-- Exercise goal --
Take the records underneath and set them down exactly.

○ ○ ○ ○ ○

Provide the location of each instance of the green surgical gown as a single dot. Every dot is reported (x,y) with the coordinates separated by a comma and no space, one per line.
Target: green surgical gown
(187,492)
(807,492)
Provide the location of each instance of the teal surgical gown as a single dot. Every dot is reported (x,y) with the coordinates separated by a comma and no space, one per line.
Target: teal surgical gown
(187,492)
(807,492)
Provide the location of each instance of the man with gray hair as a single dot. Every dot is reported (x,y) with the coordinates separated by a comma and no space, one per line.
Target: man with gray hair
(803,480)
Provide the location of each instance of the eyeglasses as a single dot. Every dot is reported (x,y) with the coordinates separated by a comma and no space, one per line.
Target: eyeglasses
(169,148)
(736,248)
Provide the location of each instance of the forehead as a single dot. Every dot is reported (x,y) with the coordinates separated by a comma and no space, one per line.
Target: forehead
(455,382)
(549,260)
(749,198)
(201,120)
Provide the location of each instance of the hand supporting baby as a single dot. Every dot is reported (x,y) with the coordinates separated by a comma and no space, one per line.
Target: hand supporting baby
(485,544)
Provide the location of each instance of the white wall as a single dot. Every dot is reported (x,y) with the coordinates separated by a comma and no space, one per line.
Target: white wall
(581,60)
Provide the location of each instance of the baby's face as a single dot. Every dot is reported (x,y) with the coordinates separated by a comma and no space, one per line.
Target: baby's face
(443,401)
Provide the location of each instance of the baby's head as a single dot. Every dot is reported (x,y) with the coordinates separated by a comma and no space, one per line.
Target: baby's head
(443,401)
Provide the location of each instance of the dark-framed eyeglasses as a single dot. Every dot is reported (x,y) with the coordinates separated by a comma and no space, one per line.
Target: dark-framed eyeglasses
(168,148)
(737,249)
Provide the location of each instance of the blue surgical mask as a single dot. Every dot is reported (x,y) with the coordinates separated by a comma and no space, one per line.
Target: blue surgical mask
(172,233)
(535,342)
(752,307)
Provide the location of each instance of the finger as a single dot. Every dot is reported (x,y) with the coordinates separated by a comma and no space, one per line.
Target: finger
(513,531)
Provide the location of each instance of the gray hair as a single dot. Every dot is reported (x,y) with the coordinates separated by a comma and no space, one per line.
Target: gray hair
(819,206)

○ ○ ○ ○ ○

-- Task solution --
Provide the location of each instance of the green surgical gown as a single dot. Every dot is reported (x,y) with the coordinates separated by a comma and no space, one per line.
Target: green surgical gown
(187,492)
(807,492)
Provide the location of each instance of the teal surgical gown as a single dot. Every dot is reported (x,y) with the coordinates separated by a comma and no space, one per line.
Target: teal surgical gown
(187,492)
(807,492)
Provide the location of each instance of the man with gray hair as a single dot. Every dot is reported (x,y) with the coordinates separated by a comma and no space, one per line.
Target: man with gray hair
(803,480)
Provide the location of each instance of the eyeglasses as a single dot. Every dot is reported (x,y) with the coordinates separated by a comma and no space, one per line.
Target: eyeglasses
(169,148)
(736,248)
Provide the location of each instance of the forehead as a single dot. Every dot is reported (x,y) with the coordinates separated by a comma and no space, one per line.
Target: forehead
(455,382)
(549,260)
(749,198)
(201,120)
Provide the location of each instance of the hand supporting baby as a single dot. Every dot is reported (x,y) with the coordinates separated by a comma and no space, one per line.
Target: hand supporting baby
(485,544)
Provide the location of each instance of the white wall as a single dot. Every dot is reported (x,y) with the coordinates separated by a comma and no space, one per line.
Target: white wall
(581,60)
Provide the location of each instance of the baby's face as a single dot. Every dot is reported (x,y) with the coordinates separated by a comma and no space, one per line.
Target: baby's face
(443,401)
Provide the location of each instance of the baby's head as a single dot. Every dot is reported (x,y) with the coordinates separated by a comma and no space, one per line.
Target: baby's head
(443,401)
Provide the location of each instance of the dark-framed eyeglasses as a single dot. Every dot is reported (x,y) with the coordinates separated by a comma and no space, one per line.
Target: dark-framed eyeglasses
(168,148)
(737,249)
Provide the location of each instance of the blue surgical mask as a single dot. Every dot is reported (x,y) with the coordinates separated by a comma and no space, one per line.
Target: blue surgical mask
(172,233)
(535,342)
(752,307)
Provide the location of each instance of the finger as a single dot. Every dot is reported (x,y) with the coordinates separated by a comma and no space, one per line.
Target: finger
(513,531)
Provide the location of each instance of the gray hair as a single dot. Every dot is reported (x,y) with the coordinates separated by a comma and no space, one per line.
Target: gray hair
(819,206)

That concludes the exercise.